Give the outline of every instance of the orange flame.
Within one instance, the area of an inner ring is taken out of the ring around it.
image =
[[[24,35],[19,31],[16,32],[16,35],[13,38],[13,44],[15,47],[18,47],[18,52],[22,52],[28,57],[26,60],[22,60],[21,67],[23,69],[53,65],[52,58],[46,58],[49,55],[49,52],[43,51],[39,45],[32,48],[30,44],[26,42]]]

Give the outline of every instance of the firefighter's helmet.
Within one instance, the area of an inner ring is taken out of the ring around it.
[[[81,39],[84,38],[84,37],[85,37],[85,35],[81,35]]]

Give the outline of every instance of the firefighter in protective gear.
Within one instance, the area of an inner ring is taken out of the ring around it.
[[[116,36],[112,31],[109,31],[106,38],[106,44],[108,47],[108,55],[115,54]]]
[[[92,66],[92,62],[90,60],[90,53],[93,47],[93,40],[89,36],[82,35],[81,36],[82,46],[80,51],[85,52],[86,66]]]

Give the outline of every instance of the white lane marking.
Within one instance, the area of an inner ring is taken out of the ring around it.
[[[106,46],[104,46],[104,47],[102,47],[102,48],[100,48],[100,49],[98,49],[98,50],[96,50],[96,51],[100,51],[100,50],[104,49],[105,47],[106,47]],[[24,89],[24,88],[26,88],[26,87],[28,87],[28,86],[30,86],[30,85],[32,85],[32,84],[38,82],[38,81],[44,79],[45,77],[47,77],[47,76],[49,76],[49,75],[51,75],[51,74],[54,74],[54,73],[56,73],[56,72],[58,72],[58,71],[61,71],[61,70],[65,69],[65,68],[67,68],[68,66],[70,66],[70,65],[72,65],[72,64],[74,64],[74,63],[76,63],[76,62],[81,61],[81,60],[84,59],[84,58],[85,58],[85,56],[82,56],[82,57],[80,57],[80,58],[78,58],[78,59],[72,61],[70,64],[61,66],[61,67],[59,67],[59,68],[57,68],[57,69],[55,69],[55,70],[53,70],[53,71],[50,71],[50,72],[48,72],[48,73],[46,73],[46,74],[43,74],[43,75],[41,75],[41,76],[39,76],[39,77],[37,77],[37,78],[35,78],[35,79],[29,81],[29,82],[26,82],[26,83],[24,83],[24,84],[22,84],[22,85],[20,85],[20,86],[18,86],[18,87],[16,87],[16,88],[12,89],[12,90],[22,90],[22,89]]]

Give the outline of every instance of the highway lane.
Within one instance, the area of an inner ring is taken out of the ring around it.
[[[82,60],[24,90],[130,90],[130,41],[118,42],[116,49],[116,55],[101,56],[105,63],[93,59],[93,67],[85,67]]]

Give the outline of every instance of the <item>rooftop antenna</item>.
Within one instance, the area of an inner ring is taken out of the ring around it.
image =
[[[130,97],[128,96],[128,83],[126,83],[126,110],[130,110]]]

- - - -

Short exercise -
Collect all lines of the data above that contain the word "every".

Correct response -
Give the outline of every instance of the orange flame.
Give the outline of every instance of the firefighter's helmet.
Give the outline of every instance of the firefighter in protective gear.
Give the outline of every instance of the white lane marking.
Give the outline of every instance of the highway lane.
Give the outline of every instance of the <item>rooftop antenna</item>.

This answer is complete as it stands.